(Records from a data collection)
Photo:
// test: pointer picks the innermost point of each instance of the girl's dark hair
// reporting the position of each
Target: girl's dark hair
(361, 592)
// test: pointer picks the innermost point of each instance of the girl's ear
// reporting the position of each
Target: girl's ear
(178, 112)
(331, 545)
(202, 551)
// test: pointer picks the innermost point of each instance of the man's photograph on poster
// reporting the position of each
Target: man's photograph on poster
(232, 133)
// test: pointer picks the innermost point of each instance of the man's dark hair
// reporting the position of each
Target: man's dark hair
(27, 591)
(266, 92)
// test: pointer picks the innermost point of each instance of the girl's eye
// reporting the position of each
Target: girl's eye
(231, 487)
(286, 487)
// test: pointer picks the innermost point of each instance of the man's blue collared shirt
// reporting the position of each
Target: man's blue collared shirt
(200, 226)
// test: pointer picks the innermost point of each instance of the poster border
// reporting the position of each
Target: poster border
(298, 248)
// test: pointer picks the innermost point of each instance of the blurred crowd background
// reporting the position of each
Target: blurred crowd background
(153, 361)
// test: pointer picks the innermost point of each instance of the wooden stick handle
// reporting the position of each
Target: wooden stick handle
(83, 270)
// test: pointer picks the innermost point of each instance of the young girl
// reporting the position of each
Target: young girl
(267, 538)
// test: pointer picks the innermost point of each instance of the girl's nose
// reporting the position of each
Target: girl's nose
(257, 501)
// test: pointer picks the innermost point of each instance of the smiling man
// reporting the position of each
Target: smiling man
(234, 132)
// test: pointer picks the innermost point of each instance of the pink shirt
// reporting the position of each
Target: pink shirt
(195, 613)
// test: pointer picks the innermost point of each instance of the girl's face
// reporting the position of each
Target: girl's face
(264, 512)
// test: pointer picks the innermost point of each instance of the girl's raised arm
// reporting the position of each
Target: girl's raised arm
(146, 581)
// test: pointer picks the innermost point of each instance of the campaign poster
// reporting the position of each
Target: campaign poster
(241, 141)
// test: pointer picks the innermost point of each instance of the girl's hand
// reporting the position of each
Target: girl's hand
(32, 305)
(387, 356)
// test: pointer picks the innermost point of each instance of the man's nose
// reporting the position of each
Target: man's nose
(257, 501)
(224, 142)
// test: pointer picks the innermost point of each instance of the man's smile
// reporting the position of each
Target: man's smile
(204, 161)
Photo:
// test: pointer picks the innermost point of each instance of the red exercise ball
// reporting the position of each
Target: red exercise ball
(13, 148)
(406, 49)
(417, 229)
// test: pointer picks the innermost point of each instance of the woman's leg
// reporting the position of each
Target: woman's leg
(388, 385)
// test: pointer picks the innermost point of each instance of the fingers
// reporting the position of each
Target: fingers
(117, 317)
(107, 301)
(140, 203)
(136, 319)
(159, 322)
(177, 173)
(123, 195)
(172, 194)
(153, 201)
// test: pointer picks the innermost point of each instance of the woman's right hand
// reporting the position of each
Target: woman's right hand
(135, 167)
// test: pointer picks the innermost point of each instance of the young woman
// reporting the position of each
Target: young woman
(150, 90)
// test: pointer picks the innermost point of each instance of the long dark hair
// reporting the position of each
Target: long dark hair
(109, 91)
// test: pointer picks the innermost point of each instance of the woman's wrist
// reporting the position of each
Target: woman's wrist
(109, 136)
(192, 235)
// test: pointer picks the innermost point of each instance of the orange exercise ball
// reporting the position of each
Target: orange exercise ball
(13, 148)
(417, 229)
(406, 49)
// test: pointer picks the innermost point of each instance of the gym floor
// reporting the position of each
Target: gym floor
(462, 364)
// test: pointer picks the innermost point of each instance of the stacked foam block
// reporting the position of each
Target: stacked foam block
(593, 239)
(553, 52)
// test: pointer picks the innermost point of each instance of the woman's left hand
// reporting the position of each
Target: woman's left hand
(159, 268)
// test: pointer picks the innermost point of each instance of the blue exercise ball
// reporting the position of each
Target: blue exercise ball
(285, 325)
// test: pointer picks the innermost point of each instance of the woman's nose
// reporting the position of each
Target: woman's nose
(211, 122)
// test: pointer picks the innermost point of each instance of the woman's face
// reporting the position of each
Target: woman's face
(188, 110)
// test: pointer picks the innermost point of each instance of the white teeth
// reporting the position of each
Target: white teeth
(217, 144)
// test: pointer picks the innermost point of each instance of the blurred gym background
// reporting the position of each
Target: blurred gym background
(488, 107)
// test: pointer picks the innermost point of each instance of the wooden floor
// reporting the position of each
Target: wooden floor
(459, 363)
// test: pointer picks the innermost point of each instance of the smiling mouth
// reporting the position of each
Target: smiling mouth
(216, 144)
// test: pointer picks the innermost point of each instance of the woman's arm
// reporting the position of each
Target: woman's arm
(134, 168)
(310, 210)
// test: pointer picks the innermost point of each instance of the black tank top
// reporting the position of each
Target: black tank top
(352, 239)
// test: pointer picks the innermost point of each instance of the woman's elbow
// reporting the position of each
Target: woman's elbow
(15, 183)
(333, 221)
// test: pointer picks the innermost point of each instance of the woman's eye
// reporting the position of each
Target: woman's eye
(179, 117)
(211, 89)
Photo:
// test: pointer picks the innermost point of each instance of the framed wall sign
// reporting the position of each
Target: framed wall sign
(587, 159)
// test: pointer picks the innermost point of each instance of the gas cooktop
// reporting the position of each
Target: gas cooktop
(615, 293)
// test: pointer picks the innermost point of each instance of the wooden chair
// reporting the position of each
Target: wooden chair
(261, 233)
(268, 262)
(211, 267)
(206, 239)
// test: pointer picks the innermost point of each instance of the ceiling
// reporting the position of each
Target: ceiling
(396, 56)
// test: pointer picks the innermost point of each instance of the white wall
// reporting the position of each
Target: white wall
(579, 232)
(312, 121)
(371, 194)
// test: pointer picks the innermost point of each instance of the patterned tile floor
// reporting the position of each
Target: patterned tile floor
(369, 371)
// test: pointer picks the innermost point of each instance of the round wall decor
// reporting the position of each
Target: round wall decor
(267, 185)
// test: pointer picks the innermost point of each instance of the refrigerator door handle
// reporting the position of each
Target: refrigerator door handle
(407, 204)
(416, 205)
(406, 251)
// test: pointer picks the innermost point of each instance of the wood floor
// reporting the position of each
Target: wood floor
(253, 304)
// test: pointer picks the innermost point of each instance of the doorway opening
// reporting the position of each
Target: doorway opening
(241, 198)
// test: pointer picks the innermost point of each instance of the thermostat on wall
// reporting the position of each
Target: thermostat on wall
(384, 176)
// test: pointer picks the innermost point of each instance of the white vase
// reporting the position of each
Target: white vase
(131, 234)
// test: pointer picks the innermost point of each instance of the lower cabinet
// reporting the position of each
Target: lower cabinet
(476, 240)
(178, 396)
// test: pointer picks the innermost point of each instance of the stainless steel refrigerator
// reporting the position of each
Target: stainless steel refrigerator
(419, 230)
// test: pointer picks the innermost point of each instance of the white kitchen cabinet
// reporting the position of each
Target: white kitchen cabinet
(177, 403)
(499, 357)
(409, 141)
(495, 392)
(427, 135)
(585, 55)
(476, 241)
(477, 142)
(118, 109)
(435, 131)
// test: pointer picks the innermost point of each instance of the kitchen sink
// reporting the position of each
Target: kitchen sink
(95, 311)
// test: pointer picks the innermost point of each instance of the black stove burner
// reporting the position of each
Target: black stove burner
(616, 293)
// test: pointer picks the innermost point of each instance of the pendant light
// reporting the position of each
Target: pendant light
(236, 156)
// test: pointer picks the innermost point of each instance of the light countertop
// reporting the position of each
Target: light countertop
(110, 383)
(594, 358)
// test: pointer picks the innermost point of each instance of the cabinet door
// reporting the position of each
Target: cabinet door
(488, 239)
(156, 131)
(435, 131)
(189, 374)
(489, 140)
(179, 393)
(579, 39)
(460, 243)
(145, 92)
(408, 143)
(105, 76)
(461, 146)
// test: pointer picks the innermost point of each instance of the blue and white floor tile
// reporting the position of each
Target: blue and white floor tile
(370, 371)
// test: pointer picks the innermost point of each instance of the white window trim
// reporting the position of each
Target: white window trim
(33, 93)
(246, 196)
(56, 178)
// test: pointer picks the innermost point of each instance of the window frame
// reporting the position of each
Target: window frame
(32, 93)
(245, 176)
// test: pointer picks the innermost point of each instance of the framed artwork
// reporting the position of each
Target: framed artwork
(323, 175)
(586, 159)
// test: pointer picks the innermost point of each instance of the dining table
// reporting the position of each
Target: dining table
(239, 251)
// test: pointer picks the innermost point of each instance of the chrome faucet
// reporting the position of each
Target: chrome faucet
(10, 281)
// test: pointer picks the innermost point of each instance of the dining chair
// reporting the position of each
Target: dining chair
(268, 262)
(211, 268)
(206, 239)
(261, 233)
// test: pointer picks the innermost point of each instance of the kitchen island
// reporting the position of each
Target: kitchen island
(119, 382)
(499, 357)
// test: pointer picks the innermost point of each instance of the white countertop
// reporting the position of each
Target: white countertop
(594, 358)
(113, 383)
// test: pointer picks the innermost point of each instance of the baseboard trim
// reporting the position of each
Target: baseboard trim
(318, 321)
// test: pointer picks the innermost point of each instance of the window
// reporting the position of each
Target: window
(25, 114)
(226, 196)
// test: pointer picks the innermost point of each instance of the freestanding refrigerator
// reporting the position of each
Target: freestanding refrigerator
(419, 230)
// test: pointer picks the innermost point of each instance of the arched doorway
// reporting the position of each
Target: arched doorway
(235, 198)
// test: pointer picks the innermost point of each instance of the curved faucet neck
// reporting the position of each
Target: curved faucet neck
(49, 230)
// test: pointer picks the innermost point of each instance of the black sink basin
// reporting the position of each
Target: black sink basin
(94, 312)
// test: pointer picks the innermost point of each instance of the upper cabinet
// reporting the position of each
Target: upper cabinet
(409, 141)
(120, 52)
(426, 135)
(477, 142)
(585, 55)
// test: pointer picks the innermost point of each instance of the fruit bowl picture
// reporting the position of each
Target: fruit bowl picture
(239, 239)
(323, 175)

* **Your task**: Retype the first line of the entries and every line after it, please, through the line that contains "the man's dark hair". Add nothing.

* **Result**:
Photo:
// test: pointer picks the innermost point of each instance of the girl's dark hair
// reporting the position of each
Target: girl's dark hair
(361, 592)
// test: pointer picks the innermost point of each instance of the girl's ear
// reporting the position of each
Target: girl's ear
(178, 112)
(331, 545)
(202, 551)
// test: pointer picks the innermost point of each instance of the man's photograph on poster
// reporting the position of each
Target: man's photograph on poster
(232, 133)
// test: pointer picks the innermost point of each instance of the man's dark hair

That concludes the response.